§ Your assignment:
Pick out every line in the data below that holds "mountain".

§ Region pointing data:
==========

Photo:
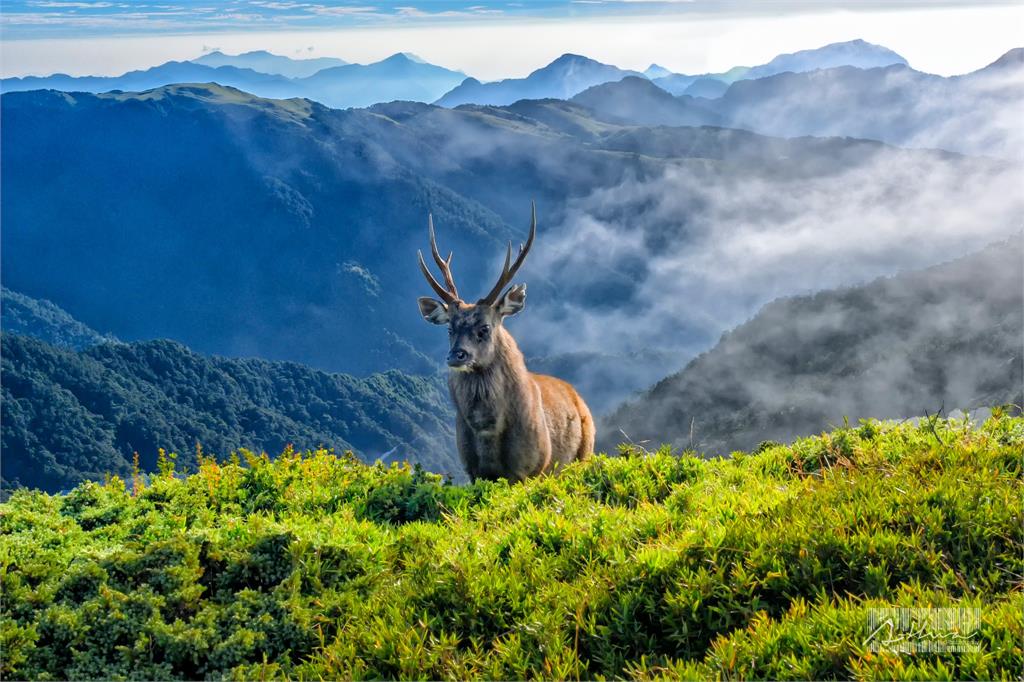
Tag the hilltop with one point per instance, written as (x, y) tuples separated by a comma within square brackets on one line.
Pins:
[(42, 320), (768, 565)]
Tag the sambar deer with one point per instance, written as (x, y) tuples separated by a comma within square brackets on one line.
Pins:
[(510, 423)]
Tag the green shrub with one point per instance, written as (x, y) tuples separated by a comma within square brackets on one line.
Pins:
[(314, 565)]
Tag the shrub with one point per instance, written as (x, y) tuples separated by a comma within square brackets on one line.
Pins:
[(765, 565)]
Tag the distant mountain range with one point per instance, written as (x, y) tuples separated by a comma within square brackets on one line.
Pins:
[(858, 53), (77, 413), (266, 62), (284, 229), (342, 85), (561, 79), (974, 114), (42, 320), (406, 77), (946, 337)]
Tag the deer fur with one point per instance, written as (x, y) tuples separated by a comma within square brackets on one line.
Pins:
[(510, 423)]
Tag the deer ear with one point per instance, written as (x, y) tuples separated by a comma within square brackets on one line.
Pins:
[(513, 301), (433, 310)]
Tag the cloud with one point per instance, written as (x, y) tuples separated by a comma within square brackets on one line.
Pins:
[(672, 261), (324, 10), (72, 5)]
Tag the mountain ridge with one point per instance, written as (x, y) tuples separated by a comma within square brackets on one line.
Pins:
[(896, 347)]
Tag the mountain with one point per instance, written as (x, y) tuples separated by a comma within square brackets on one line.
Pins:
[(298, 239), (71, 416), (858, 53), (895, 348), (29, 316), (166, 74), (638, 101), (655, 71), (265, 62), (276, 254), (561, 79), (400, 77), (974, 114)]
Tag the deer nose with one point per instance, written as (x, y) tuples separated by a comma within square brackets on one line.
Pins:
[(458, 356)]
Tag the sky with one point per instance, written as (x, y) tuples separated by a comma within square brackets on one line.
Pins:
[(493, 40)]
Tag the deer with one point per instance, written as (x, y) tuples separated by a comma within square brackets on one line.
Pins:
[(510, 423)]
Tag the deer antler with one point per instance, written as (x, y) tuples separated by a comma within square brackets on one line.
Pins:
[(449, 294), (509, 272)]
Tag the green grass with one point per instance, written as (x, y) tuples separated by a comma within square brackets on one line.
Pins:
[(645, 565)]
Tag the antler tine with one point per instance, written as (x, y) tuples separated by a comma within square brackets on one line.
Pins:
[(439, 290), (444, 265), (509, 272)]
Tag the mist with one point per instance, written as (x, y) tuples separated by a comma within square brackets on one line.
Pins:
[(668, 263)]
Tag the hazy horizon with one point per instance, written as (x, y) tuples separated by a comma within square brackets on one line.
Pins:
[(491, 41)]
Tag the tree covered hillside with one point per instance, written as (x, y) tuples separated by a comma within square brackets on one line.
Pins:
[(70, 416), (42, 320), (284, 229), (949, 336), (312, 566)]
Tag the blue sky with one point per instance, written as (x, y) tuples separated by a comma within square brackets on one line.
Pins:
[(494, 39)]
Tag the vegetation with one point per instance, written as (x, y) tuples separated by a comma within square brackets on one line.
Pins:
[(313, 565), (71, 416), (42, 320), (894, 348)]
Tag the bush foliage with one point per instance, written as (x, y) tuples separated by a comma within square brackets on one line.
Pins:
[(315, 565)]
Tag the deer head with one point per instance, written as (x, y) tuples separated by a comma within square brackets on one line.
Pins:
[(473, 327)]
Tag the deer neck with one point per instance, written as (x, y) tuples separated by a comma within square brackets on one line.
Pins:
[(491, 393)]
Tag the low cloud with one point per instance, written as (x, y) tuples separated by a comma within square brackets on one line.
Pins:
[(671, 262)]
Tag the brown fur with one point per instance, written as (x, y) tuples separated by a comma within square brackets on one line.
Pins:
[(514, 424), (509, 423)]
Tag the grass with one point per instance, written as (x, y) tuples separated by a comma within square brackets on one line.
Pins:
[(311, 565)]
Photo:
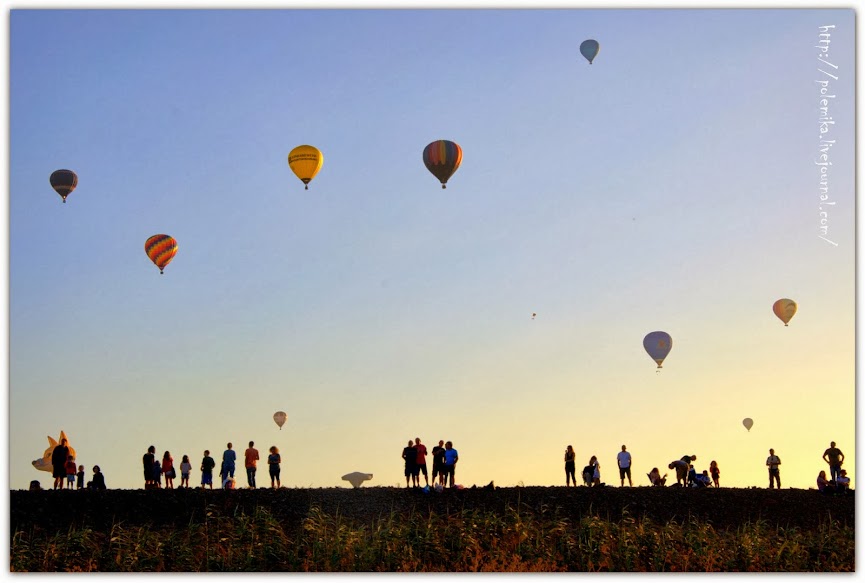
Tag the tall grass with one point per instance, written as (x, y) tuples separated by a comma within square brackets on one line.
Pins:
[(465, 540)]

==========

§ The completed task:
Tag the distant mountain range with one point per instance, written as (x, y) tuples separated by a comma within square brackets on one line.
Tag the mountain ridge with one point per instance, written as (x, y) tuples separated by a comma within square brackets on one line.
Tag the mountain with one point per instance, written as (x, y) tuples separated by a comma within square brackets on one line.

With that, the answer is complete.